* **Request**
In the snowblower fuel thread, rewrite the passage that opens with the words containing "## Duff Daddy" and closes with "(Dec 22, 2015)", replacing "fuels" with "gasolines".

* **Document**

=-=-=-=-=

# Regular or Supreme Gas for old Snowblower



## Newt (Dec 27, 2016)

I'm looking for a little more pep out of my old snowblower and wondering if anybody notices a difference with supreme gas.


----------



## Duff Daddy (Sep 22, 2014)

There is no difference in the fuels. The octane rating is only related to the fuels ability to resist detonation without an ignition source.

Sent from my SM-N900P using Tapatalk


----------



## Ian Ariens 924 (Dec 22, 2015)

In southwestern Ontario,we use supreme gas to get away from the ethanol that is in regular around here.


----------



## Blackfin (Jan 25, 2016)

I use Shell V-Power NiTRO 91 (or whatever they're calling it) premium in my small engines only because it has no ethanol. Virtually all small engines nowadays are calibrated to run on "regular" and you won't see any benefit from running premium in them.


----------



## GoBlowSnow (Sep 4, 2015)

Small engines now a days are more or less the same small engines from the 70s and 80s, save for that EFI crap that they are now just starting to stick on some of the engines. There is no "special" engineering out there to make them run better or not with ethanol. These are small engines, not the complex crap that are in automobiles. At the altitude I live at, running 91 octane results in **** poor performance from the small engines in my weed eater, snowblowers, & lawn mowers. I run 85 octane. It has ethanol. I treat it with Stabil-360 and it does juuuuuuuuuuust fine. And I'll rub that in the face of anyone who says fuel stabilizers are not needed. The only non-ethanol fuels sold around here are at 2 shops about 30 miles away and only sold in 91 octane. Same **** poor performance when I ran it in my equipment, even without the ethanol. 
I've had no major issues on my carbs when I've used ethanol fuels and a good fuel stabilizer/treatment. When I have not used a stabilizer, there is a noticeable difference 6 or 8 months later when I go to use the equipment. It runs like crap until I get that fuel out. But I no longer run my carbs dry. Too many cracked seals & gaskets. I've learned my lesson on that.


----------



## Landngroove (Oct 12, 2015)

I always add Marvel Mystery Oil to the gas on my 1973 Ariens/Tecumseh 8HP. Keeps it running fine.


----------



## nwcove (Mar 2, 2015)

i always run supreme just to avoid the corn squeezins. when i fill my jugs i always top my car up first to purge the pump of any regular gas that may be in it.


----------



## uberT (Dec 29, 2013)

=-=-=-=-=

* **Entries supplied**
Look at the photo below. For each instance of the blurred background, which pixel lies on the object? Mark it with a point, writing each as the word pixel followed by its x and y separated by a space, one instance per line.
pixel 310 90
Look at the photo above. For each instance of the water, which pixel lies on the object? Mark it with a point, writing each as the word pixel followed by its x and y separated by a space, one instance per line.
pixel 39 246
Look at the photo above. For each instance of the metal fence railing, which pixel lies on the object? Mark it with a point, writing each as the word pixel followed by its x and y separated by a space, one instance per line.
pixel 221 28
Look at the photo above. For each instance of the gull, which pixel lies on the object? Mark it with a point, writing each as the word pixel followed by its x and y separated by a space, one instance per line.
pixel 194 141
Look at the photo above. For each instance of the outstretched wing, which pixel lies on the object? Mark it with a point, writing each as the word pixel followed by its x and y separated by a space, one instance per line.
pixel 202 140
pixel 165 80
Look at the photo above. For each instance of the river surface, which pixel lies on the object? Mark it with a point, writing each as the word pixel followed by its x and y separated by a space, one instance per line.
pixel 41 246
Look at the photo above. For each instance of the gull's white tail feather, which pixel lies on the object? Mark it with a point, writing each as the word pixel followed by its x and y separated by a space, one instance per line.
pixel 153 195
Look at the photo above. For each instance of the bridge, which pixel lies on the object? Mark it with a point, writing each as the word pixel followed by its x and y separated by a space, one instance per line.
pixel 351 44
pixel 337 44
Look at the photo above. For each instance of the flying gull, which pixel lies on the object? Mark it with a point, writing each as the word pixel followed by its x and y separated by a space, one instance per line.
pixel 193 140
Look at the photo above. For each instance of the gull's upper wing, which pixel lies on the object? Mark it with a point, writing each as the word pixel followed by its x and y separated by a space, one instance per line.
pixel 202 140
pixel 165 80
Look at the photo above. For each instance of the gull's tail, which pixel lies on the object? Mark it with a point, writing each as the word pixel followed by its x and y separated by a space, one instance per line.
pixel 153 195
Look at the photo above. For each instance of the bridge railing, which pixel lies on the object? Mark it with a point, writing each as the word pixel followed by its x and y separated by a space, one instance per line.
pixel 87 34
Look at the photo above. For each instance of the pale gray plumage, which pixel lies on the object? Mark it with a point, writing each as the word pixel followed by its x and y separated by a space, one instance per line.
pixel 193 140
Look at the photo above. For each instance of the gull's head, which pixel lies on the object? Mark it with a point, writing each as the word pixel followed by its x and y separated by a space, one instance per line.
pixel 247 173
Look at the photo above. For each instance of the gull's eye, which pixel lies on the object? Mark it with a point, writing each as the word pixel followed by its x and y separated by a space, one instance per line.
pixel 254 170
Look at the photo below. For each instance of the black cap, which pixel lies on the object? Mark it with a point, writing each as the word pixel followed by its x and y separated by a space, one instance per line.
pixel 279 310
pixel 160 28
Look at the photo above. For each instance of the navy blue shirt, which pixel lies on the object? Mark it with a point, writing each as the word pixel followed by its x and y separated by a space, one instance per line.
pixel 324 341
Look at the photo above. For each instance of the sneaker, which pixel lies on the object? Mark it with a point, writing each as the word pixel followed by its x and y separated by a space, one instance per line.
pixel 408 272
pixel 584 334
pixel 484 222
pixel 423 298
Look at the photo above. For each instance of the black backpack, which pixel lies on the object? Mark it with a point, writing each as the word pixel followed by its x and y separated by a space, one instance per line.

=-=-=-=-=

* **Response to the exercise**
## Duff Daddy (Sep 22, 2014)

There is no difference in the gasolines. The octane rating is only related to the gasolines ability to resist detonation without an ignition source.

Sent from my SM-N900P using Tapatalk


----------



## Ian Ariens 924 (Dec 22, 2015)